INPUT DATA
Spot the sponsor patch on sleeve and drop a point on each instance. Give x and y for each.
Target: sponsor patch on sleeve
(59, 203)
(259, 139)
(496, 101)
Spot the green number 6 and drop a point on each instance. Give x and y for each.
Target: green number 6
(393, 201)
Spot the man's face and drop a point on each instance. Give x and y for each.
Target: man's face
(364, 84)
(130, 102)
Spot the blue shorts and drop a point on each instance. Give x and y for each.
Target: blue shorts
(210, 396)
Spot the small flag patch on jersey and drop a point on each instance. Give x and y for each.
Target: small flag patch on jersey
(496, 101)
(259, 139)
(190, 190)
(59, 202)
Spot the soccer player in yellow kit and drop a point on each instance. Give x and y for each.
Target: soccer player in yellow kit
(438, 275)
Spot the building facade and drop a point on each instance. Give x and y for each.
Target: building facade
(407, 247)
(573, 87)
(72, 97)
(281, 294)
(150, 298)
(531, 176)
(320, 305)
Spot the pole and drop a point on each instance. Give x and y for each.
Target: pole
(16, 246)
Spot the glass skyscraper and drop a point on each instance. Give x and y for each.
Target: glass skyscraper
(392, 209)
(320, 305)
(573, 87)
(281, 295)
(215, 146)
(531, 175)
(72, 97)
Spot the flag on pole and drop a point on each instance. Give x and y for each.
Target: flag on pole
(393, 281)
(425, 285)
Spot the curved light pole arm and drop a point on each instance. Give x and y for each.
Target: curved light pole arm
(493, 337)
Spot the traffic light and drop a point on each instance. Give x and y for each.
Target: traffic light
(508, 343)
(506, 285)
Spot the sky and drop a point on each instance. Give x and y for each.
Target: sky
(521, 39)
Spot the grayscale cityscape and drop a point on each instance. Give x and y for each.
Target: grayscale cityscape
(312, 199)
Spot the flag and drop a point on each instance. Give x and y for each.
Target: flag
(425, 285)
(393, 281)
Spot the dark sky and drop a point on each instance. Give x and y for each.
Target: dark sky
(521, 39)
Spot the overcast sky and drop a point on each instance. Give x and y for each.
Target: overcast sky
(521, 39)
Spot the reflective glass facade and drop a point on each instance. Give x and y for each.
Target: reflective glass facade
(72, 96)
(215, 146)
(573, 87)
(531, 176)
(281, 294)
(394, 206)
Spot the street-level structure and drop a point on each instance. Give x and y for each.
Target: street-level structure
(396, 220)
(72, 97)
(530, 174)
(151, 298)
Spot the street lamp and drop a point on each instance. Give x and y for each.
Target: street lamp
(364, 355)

THE TASK
Your answer must be the lines from the one containing "Target: street-level structure" through the last line of the entries, copied exactly, with no other lines.

ANSWER SPACE
Target: street-level structure
(396, 220)
(72, 97)
(530, 174)
(151, 298)
Spot the street lamp and drop a point on each instance. Give x and y for each.
Target: street lamp
(364, 355)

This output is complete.